- _Task requirements_
An acceptable answer repeats exactly the line with "Target: fuel door" and each line after it through the end of the entries, and includes nothing else.

(Source information begins)

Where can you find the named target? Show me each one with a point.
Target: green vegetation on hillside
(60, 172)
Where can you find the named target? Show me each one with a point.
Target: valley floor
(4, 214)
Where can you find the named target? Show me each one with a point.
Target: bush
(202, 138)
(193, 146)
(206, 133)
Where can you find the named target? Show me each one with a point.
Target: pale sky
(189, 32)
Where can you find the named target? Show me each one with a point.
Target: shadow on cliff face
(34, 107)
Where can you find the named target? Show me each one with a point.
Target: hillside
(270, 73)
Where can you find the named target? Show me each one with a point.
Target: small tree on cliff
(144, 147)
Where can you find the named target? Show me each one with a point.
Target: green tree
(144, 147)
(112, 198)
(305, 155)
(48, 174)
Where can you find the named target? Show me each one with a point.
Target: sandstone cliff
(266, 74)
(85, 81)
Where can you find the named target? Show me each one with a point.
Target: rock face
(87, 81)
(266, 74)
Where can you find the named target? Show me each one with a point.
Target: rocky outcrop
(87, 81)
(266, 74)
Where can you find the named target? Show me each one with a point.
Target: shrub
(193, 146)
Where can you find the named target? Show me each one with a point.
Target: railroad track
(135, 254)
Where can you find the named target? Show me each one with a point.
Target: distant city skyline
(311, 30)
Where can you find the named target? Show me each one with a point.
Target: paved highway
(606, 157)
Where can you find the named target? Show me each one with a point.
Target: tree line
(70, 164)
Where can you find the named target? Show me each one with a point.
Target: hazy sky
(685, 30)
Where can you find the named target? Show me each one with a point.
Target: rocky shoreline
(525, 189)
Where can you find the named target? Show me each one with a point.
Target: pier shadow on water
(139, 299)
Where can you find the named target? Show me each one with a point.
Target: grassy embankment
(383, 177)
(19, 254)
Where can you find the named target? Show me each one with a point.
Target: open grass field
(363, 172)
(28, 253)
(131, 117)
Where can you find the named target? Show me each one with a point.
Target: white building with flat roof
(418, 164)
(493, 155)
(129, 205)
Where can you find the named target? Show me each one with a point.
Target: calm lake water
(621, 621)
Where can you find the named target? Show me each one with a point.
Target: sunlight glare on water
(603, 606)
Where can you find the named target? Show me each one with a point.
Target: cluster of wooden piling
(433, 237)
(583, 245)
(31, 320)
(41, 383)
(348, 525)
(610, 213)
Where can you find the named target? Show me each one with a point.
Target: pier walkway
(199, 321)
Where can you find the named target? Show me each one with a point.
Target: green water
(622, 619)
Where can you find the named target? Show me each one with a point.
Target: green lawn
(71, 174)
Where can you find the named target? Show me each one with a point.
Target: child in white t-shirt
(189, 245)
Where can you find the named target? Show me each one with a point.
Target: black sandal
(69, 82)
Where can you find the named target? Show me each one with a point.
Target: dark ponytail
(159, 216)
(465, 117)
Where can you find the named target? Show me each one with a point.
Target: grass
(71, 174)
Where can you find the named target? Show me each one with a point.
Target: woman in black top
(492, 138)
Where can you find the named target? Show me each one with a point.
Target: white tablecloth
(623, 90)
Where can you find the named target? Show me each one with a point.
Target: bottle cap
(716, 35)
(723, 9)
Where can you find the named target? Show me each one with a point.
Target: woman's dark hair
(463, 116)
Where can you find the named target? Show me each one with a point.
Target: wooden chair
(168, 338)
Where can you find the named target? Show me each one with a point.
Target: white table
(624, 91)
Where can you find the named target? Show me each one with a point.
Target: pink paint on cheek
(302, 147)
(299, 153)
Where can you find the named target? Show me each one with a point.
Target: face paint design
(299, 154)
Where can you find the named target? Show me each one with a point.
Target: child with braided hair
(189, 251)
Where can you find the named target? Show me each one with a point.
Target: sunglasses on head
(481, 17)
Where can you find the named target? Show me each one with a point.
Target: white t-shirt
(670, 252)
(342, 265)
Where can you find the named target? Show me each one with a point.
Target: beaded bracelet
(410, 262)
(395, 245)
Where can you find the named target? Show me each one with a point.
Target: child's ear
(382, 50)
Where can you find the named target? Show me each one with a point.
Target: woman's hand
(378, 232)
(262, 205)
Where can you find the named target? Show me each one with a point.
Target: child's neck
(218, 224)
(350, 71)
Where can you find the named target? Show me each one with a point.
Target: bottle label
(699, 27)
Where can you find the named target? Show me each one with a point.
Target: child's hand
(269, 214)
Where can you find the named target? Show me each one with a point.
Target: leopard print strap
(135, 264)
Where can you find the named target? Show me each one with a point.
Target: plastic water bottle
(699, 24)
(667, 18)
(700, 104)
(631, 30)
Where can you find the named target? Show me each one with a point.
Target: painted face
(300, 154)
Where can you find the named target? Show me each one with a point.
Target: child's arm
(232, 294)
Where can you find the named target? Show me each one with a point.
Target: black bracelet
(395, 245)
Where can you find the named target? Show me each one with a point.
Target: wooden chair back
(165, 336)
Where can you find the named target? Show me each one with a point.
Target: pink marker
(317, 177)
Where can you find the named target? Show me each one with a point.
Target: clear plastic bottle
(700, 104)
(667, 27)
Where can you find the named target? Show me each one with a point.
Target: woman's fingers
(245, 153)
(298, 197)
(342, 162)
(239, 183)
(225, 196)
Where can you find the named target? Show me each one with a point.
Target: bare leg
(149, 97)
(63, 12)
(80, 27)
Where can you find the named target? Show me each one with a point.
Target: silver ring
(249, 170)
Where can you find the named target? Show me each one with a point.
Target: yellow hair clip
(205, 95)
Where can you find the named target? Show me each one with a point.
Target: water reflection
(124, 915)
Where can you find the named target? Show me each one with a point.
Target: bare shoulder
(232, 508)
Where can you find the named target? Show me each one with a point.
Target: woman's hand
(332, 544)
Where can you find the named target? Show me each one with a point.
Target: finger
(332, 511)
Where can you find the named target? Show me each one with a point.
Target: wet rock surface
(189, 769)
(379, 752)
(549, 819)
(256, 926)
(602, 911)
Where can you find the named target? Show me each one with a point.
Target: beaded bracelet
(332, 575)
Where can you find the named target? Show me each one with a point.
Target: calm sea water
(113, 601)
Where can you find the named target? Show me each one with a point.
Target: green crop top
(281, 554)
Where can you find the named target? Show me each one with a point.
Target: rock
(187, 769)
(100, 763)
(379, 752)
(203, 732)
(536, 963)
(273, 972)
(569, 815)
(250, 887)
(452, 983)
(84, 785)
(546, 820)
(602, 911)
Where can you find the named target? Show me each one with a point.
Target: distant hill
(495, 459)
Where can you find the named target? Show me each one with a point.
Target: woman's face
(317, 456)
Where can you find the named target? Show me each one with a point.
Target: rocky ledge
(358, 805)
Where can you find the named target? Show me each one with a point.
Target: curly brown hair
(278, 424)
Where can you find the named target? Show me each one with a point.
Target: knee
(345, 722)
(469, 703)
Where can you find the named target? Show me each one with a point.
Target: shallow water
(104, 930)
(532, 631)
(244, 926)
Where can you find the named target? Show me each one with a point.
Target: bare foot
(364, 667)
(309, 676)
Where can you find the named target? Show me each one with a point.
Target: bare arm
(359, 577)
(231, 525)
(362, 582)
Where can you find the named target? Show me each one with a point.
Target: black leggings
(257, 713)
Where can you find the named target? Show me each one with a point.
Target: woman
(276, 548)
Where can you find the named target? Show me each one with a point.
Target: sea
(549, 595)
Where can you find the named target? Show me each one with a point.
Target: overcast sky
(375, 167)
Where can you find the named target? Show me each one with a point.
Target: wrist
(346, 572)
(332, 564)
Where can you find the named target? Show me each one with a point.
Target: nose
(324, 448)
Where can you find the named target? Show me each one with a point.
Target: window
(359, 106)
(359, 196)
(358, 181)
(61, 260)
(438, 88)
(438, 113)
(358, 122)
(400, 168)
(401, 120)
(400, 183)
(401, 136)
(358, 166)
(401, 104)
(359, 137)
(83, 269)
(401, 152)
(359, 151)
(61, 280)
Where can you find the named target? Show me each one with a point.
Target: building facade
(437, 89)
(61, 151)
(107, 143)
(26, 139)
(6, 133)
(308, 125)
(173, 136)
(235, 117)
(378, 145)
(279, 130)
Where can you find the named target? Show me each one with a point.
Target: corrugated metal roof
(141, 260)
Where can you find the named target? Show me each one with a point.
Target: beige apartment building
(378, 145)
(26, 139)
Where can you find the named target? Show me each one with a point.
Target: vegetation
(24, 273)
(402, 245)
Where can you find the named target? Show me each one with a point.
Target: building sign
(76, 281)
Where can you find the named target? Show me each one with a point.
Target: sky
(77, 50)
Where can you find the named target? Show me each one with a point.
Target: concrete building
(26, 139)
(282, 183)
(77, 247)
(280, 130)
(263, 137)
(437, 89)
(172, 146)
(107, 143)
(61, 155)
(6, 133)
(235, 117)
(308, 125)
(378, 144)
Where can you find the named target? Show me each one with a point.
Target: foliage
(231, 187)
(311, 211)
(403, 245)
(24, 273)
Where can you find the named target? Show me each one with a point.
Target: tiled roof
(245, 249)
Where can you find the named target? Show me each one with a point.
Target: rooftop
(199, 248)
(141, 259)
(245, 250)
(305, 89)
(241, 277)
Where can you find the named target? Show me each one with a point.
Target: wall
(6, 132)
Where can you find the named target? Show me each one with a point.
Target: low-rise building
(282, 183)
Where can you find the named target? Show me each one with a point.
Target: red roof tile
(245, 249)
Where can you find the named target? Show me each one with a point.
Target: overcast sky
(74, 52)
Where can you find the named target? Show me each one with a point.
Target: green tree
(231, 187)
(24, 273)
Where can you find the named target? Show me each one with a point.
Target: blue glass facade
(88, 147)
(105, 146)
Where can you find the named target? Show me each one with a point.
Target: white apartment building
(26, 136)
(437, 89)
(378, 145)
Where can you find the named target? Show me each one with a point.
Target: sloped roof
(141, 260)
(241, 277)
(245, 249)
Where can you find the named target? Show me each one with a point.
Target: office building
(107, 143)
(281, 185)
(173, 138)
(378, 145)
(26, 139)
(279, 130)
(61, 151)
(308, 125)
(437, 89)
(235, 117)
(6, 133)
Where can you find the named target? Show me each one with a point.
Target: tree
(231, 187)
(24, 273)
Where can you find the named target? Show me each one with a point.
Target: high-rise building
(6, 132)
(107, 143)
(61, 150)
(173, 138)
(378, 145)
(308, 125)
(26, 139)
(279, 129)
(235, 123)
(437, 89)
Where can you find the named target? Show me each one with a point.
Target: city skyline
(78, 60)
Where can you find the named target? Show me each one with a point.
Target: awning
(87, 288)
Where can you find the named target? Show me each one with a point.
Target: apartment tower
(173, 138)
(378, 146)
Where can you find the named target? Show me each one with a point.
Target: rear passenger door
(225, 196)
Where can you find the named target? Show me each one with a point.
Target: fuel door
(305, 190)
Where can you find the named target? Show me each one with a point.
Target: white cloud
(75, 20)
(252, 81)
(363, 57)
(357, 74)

(Source information ends)

- _Answer area_
Target: fuel door
(305, 190)
Where can you find the named target? Show me each one with a point.
Target: white cloud
(75, 20)
(252, 81)
(363, 57)
(357, 74)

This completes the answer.